**Exercise prompt:**
Output every line below exactly.
--- BEGIN ---
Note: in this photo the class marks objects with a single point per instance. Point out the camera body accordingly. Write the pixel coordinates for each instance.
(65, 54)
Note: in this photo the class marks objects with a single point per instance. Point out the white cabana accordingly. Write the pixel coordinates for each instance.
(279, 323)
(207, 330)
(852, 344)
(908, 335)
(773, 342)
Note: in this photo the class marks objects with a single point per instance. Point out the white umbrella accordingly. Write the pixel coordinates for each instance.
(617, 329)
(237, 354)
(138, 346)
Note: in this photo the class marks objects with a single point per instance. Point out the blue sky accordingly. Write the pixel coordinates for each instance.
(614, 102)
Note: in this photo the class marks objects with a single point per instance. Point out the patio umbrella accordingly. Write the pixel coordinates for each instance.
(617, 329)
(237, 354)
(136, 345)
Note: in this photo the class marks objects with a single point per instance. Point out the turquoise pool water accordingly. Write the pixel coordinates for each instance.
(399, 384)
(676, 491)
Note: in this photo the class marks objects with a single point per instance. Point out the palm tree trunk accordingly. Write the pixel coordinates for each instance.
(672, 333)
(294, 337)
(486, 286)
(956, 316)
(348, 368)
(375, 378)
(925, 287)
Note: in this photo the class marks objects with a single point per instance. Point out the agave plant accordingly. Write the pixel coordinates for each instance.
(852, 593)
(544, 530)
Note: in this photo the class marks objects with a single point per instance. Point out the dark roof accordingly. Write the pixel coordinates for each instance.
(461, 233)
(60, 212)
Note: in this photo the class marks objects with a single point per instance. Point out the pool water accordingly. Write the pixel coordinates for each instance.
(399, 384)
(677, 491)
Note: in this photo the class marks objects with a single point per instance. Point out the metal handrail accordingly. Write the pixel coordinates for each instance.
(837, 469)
--- END ---
**Solution to the problem:**
Note: in this photo the class marks objects with a single point per instance. Point out the camera body accordingly. Write the pixel coordinates for each instance.
(65, 54)
Note: in this photo the class marks objects with a single point per instance. Point out the white cabana accordingly. Write the pixel coordinates for each instance.
(279, 323)
(207, 330)
(852, 344)
(908, 335)
(773, 342)
Note: in this photo the class marks objects with a single point per instance. Point out the white umbrella accordingly. Write the pixel coordinates for each instance.
(617, 329)
(237, 354)
(138, 346)
Note: in this photo the class marks objects with a single point per instance. Point out the blue sky accordingly. Write the pixel coordinates for each instance.
(614, 102)
Note: in this photo the class marks objects with a single point per instance. Point out the patio umbrella accordingly. Write the pixel coordinates for each instance.
(617, 329)
(237, 354)
(136, 345)
Note: in this photo the class marks objects with a single point per instance. Point out the turquoise pool water accordingly. Write the pixel coordinates for each instance.
(399, 384)
(676, 491)
Note: in this photo the class marks objects with a single point per instance. Point out the palm tree trunk accordingly. Write the pixel coordinates for each instance.
(672, 333)
(294, 337)
(486, 286)
(956, 316)
(348, 368)
(375, 378)
(925, 287)
Note: in this photo the class marks objects with a single point per instance. Point out the agave plant accordingly. Write the pixel coordinates for each instance.
(852, 593)
(544, 530)
Note: in this photo the class marks objects with a single point per instance. Point out the dark roof accordingly. Write the pixel coordinates for each instance.
(461, 233)
(60, 212)
Note: in this photo the class marks objects with a single point per instance. Point out the pool water accordingly. Write the pixel coordinates for each instance.
(399, 384)
(677, 491)
Note: in this photo the class marks objects with a single point per instance. Point out the metal handrail accordingly. Write the pixel coordinates for each instance.
(837, 469)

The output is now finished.